▶ [DOCUMENT SEGMENT]
○ ○ ○ ○ ○

Alex Meyer and Trevor May
– he two prospects received in the December trades are both Top 10 Twins prospects who have work to do in the minor leagues. Both are intriguing, hard-throwing, high-upside prospects. Although both will likely debut in 2014, if all goes well, they could see time in 2013.
Caleb Thielbar and Tyler Robertson
– These two lefty relievers may be competing for one bullpen spot in spring training, particularly if the Twins decide to carry a third lefty reliever (since Glen Perkins will be the closer).
So, there are 13 players I’ve mentioned above could be seen in a Twins uniform in 2013. Some of these players are top prospects. Some of them have somewhat graduated from the minor leagues and deserve an opportunity to succeed or fail in the big leagues. Some guys will make their debuts and deserve an opportunity to show what they can do.
If some of these guys can become the core of the next sustained Twins success, that would be best case. Within the next few seasons, there will be an influx of additional talent coming through the farm system. Miguel Sano, Eddie Rosario and some of those college pitcher draft picks from 2012. Beyond that, names like Byron Buxton and JO Berrios will be coming. In my mind, 2013 is the beginning of what will hopefully be the sustained success that we hear so much about.
Consider all of the players that the Twins brought up from 1999 through 2006, and what it meant for Twins fans over the better part of a decade. Yes, it’s been a long couple of seasons, and 2013 could be equally long. However, when you can see the plan, there is at least reason for optimism.
The Twins front office could have gone out and signed players who would, in essence, block these players. However, if we can all agree that the best way to sustained success is to build from within (and them supplement your core with free agents when they are close to competing), then it is more difficult to argue with the strategy. Sometimes it is important to clear the path.

○ ○ ○ ○ ○

Source data:
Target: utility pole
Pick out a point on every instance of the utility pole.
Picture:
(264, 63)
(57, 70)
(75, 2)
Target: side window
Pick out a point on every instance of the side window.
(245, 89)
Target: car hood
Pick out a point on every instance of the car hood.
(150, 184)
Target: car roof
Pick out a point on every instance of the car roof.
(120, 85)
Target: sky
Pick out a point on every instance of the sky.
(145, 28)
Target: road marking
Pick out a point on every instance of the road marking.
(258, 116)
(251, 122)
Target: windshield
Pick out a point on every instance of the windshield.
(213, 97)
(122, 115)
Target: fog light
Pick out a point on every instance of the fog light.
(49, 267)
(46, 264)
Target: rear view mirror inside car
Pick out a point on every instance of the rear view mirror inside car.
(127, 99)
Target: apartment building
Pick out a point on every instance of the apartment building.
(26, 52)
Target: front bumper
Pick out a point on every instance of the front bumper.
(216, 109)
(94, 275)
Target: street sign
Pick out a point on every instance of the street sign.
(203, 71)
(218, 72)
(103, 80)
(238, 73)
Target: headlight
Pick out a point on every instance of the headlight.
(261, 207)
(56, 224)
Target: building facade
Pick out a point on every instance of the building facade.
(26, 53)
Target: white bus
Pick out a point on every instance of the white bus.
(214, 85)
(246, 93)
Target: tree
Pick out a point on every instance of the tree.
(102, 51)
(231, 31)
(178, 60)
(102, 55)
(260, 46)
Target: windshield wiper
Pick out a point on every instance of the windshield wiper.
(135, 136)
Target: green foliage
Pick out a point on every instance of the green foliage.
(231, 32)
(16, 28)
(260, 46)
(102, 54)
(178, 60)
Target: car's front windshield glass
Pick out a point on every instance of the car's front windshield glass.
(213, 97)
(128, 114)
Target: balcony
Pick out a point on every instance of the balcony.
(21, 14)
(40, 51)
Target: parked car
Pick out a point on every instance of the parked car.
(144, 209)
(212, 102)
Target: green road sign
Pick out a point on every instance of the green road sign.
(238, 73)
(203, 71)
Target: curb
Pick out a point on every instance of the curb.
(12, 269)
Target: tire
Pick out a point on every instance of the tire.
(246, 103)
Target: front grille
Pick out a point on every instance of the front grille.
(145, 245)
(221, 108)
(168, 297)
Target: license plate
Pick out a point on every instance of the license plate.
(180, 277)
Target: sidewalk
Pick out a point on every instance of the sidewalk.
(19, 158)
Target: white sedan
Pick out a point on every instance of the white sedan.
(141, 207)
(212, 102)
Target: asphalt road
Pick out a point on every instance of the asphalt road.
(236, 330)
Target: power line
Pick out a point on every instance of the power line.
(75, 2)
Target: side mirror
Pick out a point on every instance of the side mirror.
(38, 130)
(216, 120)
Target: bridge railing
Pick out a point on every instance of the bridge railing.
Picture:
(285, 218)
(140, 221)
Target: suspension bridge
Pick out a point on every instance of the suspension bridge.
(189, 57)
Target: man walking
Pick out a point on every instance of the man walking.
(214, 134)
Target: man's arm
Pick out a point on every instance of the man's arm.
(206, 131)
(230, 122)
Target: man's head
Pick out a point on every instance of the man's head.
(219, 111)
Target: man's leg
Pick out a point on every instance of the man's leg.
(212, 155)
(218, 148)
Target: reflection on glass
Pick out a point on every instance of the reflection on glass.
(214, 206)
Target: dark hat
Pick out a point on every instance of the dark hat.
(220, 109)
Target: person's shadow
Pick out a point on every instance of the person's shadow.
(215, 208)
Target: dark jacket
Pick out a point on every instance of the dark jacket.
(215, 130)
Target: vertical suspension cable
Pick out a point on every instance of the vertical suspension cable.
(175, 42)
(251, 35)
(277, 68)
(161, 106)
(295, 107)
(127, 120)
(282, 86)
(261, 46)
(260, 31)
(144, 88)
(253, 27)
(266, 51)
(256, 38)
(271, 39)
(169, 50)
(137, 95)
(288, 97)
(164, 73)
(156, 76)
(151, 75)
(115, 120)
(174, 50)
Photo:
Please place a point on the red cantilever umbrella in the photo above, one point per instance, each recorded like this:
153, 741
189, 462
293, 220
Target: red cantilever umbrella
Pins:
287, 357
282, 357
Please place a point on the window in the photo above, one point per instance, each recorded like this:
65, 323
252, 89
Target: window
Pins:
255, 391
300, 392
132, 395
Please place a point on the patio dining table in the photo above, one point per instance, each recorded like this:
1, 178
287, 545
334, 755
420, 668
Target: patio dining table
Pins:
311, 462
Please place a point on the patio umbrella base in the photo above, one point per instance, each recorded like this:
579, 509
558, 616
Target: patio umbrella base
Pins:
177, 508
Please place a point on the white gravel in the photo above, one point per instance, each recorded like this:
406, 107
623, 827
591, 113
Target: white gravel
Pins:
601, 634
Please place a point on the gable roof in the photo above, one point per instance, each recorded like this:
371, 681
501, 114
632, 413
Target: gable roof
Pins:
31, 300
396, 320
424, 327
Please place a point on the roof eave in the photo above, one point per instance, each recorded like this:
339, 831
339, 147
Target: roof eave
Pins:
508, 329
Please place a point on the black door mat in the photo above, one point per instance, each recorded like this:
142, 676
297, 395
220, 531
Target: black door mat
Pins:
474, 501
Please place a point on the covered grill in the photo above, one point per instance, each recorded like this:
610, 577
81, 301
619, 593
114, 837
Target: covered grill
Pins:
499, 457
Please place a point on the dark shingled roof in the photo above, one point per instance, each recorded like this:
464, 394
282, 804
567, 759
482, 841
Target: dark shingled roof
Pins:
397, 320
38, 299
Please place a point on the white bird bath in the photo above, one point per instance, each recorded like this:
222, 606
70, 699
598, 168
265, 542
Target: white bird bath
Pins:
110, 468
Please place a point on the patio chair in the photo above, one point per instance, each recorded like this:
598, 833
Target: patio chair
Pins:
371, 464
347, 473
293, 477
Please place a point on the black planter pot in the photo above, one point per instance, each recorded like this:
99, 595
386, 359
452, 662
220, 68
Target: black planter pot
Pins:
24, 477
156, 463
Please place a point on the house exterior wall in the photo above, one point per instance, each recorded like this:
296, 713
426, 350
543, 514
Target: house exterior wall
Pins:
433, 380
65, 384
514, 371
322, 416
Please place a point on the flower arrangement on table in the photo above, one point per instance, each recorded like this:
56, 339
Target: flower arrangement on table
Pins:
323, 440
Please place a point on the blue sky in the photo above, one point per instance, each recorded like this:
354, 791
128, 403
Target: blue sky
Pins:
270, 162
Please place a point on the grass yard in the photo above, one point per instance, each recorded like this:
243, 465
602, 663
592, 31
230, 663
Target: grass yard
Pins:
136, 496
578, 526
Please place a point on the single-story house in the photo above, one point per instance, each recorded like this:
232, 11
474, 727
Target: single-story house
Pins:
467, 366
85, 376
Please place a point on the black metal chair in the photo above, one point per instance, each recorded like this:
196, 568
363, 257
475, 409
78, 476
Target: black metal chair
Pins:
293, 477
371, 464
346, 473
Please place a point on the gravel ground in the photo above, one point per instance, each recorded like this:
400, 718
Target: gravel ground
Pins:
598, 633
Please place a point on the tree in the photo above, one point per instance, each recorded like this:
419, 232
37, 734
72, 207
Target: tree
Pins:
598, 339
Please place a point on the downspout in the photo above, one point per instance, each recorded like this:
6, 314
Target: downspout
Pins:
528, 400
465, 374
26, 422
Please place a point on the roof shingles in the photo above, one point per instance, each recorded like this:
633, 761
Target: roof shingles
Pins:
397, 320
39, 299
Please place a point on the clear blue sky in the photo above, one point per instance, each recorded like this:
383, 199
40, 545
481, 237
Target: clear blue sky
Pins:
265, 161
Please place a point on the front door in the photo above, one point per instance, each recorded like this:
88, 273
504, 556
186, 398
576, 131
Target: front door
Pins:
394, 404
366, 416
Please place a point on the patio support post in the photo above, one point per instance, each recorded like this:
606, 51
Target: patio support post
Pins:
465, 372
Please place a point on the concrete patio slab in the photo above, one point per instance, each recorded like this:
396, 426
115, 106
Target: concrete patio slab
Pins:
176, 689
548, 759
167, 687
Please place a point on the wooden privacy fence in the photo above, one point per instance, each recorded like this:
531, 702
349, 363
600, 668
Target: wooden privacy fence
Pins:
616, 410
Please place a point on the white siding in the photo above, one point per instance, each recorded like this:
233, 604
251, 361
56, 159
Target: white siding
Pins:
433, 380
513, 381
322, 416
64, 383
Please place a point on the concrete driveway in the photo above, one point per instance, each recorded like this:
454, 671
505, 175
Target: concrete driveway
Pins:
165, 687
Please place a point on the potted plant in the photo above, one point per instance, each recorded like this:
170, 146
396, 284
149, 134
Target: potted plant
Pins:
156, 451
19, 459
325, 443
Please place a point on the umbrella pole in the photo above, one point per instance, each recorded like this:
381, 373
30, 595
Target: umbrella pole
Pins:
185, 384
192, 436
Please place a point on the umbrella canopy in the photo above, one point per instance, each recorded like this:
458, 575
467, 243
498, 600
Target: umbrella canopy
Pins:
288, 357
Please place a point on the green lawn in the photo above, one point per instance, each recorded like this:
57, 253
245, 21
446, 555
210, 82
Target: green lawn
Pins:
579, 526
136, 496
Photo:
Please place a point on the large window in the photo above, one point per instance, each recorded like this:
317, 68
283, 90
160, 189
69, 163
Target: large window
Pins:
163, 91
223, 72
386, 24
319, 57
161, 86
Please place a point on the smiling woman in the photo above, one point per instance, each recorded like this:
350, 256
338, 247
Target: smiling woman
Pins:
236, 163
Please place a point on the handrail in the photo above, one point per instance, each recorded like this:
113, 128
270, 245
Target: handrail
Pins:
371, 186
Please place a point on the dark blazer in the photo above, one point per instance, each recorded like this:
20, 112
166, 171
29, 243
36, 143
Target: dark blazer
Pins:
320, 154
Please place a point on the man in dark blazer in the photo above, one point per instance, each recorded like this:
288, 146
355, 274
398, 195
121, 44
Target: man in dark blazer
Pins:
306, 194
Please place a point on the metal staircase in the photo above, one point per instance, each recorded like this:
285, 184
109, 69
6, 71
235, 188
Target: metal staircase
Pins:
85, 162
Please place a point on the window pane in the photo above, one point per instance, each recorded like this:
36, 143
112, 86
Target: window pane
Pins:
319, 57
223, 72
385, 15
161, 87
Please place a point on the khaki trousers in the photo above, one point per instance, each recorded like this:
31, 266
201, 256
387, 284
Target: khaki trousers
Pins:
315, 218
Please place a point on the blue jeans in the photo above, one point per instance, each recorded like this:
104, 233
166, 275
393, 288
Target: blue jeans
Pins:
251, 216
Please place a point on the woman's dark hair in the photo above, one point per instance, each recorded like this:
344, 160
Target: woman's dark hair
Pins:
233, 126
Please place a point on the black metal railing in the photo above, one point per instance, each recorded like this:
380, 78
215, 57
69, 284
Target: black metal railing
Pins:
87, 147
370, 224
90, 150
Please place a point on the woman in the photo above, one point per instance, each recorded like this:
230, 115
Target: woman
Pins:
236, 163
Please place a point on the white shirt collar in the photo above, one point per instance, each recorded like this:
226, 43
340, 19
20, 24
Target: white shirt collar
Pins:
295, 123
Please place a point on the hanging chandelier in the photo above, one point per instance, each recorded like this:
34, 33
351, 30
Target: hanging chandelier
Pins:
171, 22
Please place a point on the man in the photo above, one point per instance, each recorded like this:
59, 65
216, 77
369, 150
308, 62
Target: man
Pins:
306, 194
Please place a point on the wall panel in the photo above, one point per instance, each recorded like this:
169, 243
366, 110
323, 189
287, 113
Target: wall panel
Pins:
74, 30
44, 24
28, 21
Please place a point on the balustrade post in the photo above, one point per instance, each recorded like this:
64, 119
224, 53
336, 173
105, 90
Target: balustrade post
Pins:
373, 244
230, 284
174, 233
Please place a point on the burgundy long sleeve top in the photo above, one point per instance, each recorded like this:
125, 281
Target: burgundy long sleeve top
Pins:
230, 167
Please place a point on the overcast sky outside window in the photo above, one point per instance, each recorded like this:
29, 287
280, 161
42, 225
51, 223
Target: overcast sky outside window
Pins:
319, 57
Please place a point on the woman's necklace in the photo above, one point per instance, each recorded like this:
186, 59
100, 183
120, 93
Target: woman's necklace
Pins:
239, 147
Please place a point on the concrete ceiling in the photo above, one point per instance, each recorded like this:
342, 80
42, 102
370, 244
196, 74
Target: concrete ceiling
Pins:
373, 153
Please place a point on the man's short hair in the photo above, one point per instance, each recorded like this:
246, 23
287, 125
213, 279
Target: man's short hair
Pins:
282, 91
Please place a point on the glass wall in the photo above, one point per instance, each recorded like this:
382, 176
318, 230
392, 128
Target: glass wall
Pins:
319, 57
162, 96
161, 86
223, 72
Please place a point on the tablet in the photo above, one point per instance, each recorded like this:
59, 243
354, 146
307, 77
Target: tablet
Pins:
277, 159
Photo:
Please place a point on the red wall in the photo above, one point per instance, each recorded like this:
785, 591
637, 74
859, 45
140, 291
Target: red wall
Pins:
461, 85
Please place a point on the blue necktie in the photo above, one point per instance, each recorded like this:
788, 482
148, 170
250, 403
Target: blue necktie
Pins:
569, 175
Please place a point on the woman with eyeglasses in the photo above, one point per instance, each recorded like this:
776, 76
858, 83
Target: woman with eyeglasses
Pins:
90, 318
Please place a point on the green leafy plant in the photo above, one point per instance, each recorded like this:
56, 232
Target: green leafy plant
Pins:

○ ○ ○ ○ ○

▶ [WHAT YOU NEED TO DO]
A. Rewrite the piece on Twins prospects, starting with "If some of these" and going on through "reason for optimism.", and swap "farm system" for "minor league system".
B. Answer these questions from the piece on Twins prospects:
(i) Who will be the Twins' closer?
(ii) Over what span of years did the Twins bring up the players the reader is asked to consider?
(iii) Which two lefty relievers may compete for one bullpen spot in spring training?
The records have no connection to the piece on Twins prospects.

▶ [RESULTS OF THE TASKS]
A.
If some of these guys can become the core of the next sustained Twins success, that would be best case. Within the next few seasons, there will be an influx of additional talent coming through the minor league system. Miguel Sano, Eddie Rosario and some of those college pitcher draft picks from 2012. Beyond that, names like Byron Buxton and JO Berrios will be coming. In my mind, 2013 is the beginning of what will hopefully be the sustained success that we hear so much about.
Consider all of the players that the Twins brought up from 1999 through 2006, and what it meant for Twins fans over the better part of a decade. Yes, it’s been a long couple of seasons, and 2013 could be equally long. However, when you can see the plan, there is at least reason for optimism.

B.
(i) Glen Perkins
(ii) 1999 through 2006
(iii) Caleb Thielbar and Tyler Robertson